EXTRACT PROVIDED:
####

- US futures slid on Tuesday after sharp falls on Monday, with
tech stocks the worst-hit. Inflation fears returned to the fore ahead of key data, despite a weak jobs report on Friday.- Higher inflation weighs on stocks whose full earnings potential lies some way in the future.
US futures dropped on Tuesday, after a sharp sell-off in technology stocks the previous day, as worries over rising inflation returned to shake investors' faith in sky-high valuations.
Asian stocks dropped overnight and European equities fell in early trading. Oil prices slipped as traders weighed up an easing of disruptions in the US, while the dollar hovered at 5-month lows.
Futures for the tech-heavy Nasdaq 100 index dropped 1.22% on Tuesday, following a 2.63% plunge on Monday - its largest one day fall since mid-March. Fears over rising inflation have been hitting tech stocks in particular by denting the appeal of companies whose full earnings potential lies some way in the future.

####

EXTRACTED MATERIAL:

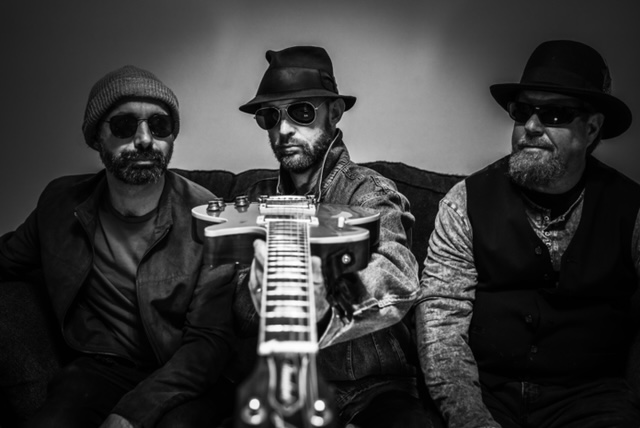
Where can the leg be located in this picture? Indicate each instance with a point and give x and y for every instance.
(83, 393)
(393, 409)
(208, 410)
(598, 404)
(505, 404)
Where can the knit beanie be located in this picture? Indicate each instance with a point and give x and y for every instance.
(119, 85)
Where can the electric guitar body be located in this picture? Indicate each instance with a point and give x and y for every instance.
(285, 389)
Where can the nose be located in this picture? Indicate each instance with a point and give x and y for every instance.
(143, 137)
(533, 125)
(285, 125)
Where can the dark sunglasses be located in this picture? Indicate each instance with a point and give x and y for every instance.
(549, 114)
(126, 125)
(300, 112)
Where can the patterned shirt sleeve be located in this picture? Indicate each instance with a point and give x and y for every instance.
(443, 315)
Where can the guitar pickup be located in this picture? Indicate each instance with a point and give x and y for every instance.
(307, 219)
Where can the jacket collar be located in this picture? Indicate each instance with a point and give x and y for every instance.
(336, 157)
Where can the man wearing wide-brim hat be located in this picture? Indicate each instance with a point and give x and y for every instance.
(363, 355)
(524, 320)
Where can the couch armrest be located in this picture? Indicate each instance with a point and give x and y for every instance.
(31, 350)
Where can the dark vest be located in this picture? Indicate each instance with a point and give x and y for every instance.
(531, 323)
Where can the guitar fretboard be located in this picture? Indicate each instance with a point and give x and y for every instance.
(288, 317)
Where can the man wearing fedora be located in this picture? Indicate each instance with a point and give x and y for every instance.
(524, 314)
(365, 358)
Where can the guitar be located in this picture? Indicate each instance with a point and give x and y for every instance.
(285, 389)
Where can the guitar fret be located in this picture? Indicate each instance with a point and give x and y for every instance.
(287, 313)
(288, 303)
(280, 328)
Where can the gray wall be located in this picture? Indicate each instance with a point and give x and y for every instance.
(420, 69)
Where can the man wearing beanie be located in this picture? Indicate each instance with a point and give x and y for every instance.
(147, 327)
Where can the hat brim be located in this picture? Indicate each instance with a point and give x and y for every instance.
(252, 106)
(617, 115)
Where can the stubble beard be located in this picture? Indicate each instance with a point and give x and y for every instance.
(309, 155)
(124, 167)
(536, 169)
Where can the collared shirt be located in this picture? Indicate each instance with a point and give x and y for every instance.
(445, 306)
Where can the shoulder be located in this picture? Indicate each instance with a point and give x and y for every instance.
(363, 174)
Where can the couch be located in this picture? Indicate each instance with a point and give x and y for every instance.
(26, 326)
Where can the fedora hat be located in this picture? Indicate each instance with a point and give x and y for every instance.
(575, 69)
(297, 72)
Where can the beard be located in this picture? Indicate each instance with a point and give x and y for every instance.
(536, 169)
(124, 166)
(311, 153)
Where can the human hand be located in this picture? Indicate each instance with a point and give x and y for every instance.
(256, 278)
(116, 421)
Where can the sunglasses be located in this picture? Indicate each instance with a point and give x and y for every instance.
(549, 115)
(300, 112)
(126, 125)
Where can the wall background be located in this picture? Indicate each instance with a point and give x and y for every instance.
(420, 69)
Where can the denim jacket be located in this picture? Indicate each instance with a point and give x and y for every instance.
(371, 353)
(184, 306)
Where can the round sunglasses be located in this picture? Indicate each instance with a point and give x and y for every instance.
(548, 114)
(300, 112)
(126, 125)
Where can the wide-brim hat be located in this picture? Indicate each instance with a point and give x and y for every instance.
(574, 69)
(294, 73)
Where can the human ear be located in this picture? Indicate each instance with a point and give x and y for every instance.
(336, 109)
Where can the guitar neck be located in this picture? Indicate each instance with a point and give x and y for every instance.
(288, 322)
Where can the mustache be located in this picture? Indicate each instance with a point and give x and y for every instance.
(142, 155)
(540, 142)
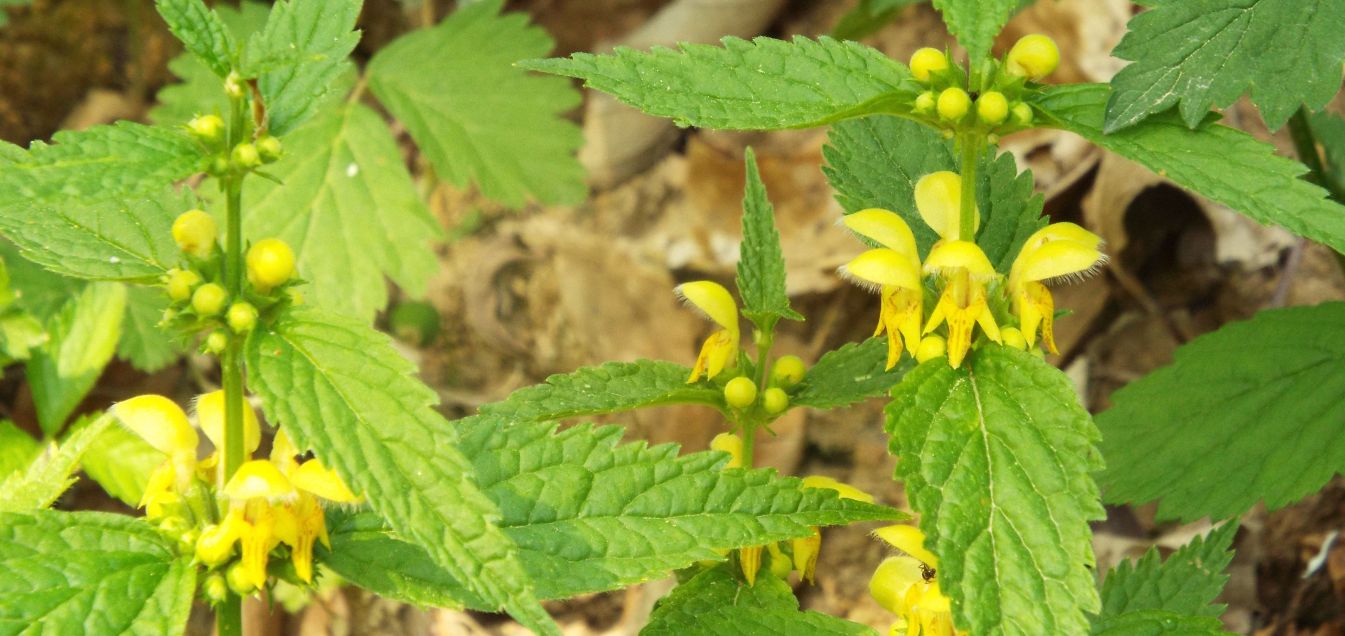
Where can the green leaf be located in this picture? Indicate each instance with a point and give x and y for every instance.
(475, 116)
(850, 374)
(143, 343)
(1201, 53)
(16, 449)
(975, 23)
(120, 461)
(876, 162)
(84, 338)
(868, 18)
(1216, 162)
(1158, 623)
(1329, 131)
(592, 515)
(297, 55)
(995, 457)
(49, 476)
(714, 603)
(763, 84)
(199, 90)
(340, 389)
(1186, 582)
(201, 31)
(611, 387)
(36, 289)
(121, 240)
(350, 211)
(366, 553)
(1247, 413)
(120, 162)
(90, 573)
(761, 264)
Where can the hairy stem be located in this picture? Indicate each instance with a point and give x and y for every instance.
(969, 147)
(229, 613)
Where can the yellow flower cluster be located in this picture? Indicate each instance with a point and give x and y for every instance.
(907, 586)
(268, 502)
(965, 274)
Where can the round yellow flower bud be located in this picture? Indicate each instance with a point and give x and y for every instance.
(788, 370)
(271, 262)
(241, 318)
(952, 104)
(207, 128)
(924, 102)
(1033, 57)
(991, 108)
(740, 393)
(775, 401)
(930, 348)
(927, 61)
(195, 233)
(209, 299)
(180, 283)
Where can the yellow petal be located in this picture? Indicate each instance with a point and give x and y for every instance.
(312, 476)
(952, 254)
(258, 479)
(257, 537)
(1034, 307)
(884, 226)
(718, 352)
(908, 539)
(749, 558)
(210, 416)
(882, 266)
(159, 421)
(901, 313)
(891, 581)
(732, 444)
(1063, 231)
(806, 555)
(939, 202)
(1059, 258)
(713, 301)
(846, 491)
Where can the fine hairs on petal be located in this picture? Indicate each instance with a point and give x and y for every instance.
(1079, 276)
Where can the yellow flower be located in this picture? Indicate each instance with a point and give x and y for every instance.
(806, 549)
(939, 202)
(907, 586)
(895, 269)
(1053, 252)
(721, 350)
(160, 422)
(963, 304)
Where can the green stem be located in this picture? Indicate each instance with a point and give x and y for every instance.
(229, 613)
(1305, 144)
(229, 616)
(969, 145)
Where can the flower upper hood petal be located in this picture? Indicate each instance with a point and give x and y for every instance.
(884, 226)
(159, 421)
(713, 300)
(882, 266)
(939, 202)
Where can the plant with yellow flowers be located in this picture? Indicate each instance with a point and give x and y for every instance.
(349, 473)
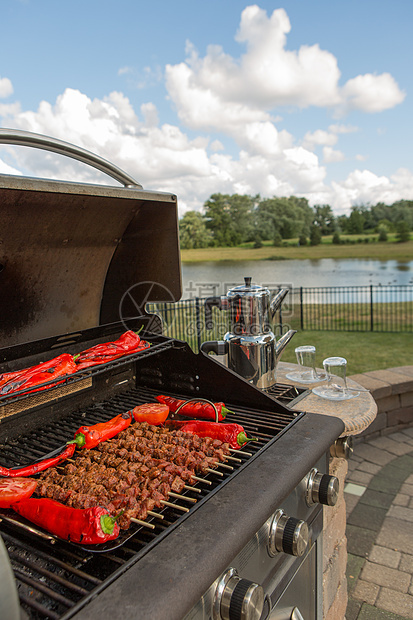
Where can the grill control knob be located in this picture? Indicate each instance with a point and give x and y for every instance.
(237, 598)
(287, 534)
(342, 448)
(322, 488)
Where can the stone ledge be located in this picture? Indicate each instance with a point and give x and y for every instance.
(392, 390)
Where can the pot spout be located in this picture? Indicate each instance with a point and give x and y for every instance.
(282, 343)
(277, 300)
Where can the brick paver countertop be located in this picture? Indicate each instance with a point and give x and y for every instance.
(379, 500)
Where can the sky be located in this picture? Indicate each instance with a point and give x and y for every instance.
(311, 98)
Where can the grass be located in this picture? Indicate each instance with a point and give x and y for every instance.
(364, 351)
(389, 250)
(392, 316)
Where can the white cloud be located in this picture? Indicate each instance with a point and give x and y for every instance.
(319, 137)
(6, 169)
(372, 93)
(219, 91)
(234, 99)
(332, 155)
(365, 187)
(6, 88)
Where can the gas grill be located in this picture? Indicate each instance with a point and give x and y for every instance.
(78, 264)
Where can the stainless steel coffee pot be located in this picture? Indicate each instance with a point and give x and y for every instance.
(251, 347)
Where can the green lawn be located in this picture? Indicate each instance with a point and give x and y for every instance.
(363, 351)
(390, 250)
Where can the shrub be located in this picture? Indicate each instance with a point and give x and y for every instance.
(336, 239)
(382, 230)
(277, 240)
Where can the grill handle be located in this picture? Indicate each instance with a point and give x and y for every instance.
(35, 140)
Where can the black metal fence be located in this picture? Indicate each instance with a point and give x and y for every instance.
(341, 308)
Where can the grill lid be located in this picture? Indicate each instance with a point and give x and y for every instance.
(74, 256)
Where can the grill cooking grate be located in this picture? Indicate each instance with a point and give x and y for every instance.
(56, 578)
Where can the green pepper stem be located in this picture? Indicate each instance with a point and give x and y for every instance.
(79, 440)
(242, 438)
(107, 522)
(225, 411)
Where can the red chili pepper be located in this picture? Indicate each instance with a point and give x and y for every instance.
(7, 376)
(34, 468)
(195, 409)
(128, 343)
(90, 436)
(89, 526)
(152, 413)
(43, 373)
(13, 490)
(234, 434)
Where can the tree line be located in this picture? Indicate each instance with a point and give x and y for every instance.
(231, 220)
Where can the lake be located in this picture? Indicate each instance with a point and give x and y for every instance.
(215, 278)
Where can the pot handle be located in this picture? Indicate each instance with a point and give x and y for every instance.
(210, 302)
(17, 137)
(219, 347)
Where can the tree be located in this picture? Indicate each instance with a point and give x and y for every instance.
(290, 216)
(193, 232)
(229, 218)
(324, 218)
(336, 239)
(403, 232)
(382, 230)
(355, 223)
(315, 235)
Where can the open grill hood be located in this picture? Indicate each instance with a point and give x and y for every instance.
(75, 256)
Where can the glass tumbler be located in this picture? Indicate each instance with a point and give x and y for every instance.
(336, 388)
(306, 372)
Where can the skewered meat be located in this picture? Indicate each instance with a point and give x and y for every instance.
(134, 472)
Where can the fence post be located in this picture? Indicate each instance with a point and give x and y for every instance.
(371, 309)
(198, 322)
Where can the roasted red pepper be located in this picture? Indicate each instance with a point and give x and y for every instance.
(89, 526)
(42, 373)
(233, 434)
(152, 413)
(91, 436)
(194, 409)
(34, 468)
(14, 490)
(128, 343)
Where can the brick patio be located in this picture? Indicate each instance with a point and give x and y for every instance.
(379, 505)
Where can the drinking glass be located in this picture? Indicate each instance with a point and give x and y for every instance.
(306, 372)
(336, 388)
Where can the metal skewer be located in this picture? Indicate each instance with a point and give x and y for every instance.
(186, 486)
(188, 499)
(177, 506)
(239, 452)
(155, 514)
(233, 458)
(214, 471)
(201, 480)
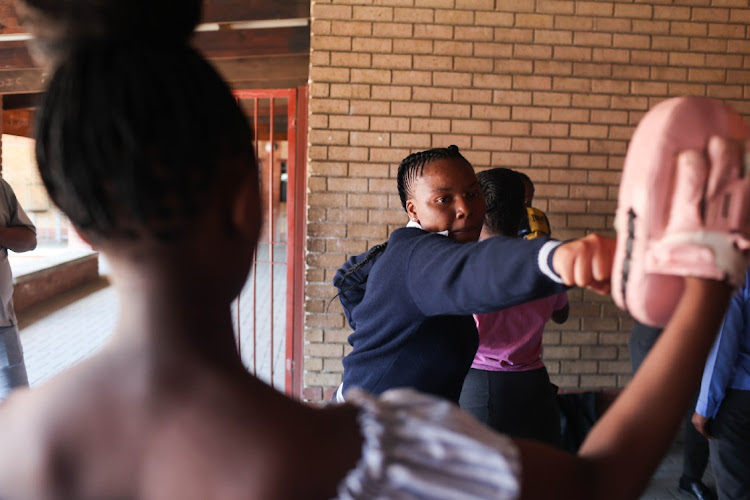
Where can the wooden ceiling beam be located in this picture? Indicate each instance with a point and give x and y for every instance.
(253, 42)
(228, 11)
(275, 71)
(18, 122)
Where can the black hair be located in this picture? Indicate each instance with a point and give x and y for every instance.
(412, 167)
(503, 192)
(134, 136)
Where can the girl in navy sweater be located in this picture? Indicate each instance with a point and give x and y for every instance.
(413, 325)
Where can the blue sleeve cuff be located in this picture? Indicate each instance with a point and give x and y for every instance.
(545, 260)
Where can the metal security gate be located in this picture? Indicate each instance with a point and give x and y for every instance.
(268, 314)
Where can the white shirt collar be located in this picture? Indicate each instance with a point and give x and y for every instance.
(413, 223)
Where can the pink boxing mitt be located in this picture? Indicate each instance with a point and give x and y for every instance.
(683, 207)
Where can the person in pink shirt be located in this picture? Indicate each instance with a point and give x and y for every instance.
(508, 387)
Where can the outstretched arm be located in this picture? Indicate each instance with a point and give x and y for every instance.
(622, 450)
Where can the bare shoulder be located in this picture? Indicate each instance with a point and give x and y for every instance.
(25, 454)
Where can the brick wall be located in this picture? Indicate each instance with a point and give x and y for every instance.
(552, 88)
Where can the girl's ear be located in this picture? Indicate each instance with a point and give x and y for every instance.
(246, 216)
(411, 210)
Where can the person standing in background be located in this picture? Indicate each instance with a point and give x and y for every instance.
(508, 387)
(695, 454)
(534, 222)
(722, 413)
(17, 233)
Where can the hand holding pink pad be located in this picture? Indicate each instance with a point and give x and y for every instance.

####

TASKS:
• A. Summarize the market report above in two sentences.
• B. In the market report, how much did the Nasdaq 100 fall on Monday?
• C. Reproduce the market report word for word, everything from "US futures dropped" down to "in sky-high valuations.".

FULL ANSWERS:
• A. US futures fell on Tuesday after a sharp sell-off in technology stocks the previous day, as worries over rising inflation returned ahead of key data. Futures for the Nasdaq 100 dropped 1.22% after a 2.63% plunge on Monday, with inflation fears hurting companies whose full earnings potential lies some way in the future.

• B. It fell 2.63%, its largest one-day fall since mid-March.

• C.
US futures dropped on Tuesday, after a sharp sell-off in technology stocks the previous day, as worries over rising inflation returned to shake investors' faith in sky-high valuations.